Abstract: This work aims for providing low power, high performance receiver architecture for MC-CDMA receiver. We provide a dynamically reconfigurable FFT architecture to switchover from 64 points to 16 points based on the channel parameters(i.e.)delay spread, which otherwise would have been designed for the worst case FFT length which are our potential source of power reduction. Clock gating with FFT point reconfigurability technique is used to switchover from low length to high length FFT or vice versa. This work explores different possible ways of power reduction in the major internal blocks of FFT based on the data dependency. The simulation results are compared in terms of power dissipation, area and performance with the existing system. Results show that we could achieve a overall power reduction of more than 50% and improvement in the performance to about 24% with slight increase in area of 4.13%. The proposed architecture is modeled using Verilog HDL, simulated using NCLaunch of Cadence and synthesized with TSMC 180 nm and also with 45 nm Technology.

☆ ☆ ☆

§ **EXERCISE TASK**
Answer these questions about the abstract on the reconfigurable FFT for MC-CDMA receivers above:
1. Between which two FFT lengths does the architecture switch?
2. Which technique is used to switch between the shorter and longer FFT lengths?
3. How much does the area increase?

Entries from a pointing dataset

☆ ☆ ☆

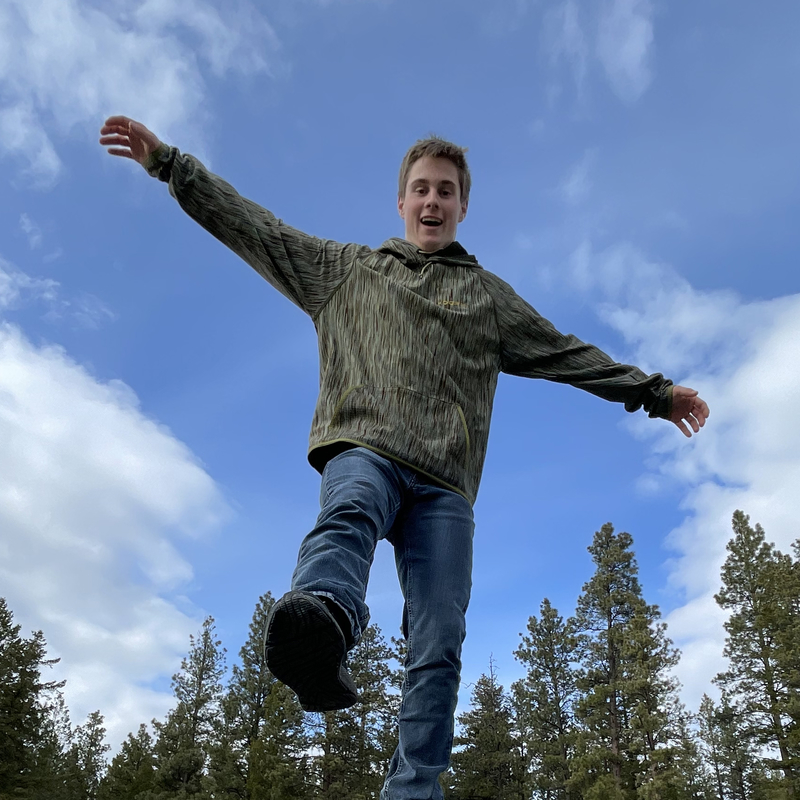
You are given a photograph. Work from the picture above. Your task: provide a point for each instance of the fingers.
(115, 139)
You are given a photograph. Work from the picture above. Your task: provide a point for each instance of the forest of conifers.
(597, 715)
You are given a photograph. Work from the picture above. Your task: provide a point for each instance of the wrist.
(159, 163)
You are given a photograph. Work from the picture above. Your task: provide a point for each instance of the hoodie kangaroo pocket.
(416, 427)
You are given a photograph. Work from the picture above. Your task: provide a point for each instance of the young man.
(412, 337)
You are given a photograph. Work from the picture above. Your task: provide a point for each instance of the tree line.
(596, 716)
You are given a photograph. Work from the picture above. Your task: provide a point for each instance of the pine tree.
(356, 744)
(728, 750)
(187, 736)
(24, 701)
(628, 710)
(490, 765)
(544, 700)
(693, 781)
(605, 609)
(650, 695)
(760, 646)
(85, 761)
(261, 747)
(131, 774)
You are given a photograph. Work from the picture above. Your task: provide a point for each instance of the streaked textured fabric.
(410, 343)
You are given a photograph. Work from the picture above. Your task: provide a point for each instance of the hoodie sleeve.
(530, 346)
(303, 268)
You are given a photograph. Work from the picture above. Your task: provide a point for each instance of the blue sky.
(635, 176)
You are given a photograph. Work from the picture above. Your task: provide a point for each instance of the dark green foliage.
(356, 744)
(489, 764)
(85, 762)
(628, 712)
(131, 774)
(190, 730)
(759, 588)
(29, 747)
(544, 702)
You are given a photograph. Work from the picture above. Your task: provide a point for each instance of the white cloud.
(616, 35)
(95, 499)
(564, 32)
(66, 63)
(32, 231)
(577, 184)
(16, 285)
(19, 289)
(624, 46)
(739, 355)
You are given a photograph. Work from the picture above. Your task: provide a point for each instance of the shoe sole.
(305, 649)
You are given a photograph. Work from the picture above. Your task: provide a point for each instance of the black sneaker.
(305, 648)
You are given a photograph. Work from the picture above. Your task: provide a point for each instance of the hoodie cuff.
(159, 162)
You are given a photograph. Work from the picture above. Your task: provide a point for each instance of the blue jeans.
(366, 498)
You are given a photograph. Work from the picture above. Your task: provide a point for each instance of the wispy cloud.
(615, 37)
(736, 354)
(577, 183)
(624, 45)
(18, 289)
(108, 495)
(66, 63)
(32, 231)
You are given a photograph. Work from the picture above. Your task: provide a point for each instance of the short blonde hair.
(436, 147)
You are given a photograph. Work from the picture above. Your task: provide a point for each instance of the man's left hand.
(687, 407)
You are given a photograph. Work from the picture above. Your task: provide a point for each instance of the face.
(431, 206)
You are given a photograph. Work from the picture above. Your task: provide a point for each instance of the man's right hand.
(127, 138)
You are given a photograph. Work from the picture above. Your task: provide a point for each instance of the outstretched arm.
(688, 407)
(304, 268)
(127, 138)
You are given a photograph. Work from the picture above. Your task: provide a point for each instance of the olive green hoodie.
(410, 343)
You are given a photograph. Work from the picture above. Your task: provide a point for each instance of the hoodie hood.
(411, 256)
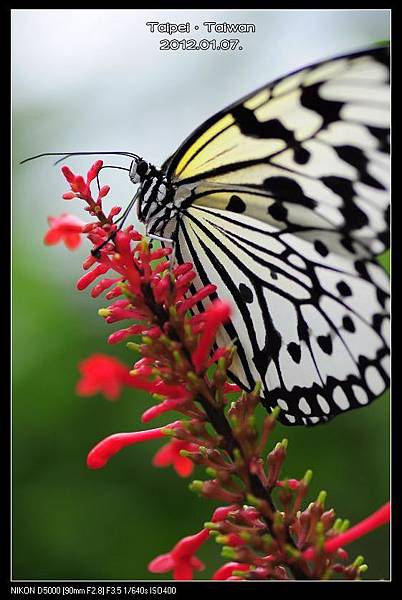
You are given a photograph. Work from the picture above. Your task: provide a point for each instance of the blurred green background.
(89, 79)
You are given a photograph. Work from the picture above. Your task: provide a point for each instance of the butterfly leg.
(95, 251)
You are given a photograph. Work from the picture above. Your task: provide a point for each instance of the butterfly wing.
(310, 149)
(313, 329)
(286, 206)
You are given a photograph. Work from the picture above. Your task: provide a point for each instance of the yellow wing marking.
(215, 129)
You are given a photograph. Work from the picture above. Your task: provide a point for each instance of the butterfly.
(281, 200)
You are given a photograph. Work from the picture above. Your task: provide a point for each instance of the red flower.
(65, 228)
(226, 570)
(215, 315)
(102, 373)
(102, 452)
(170, 455)
(380, 517)
(181, 559)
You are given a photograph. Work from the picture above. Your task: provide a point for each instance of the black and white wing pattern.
(285, 205)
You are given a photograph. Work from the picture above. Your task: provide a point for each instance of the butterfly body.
(282, 202)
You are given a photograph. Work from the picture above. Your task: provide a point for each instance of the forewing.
(308, 151)
(312, 328)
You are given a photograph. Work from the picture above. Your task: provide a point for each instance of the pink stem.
(380, 517)
(102, 452)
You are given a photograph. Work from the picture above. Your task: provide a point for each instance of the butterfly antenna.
(109, 167)
(95, 252)
(65, 155)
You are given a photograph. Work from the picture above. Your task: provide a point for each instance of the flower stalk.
(261, 528)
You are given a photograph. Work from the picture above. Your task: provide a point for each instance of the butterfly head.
(139, 170)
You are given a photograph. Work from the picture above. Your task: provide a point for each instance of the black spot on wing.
(329, 110)
(294, 351)
(321, 248)
(249, 125)
(278, 211)
(285, 188)
(325, 343)
(348, 324)
(343, 289)
(354, 217)
(356, 157)
(236, 204)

☆ ☆ ☆

§ **ANSWER BELOW**
1. 64 points and 16 points.
2. Clock gating with FFT point reconfigurability.
3. 4.13%.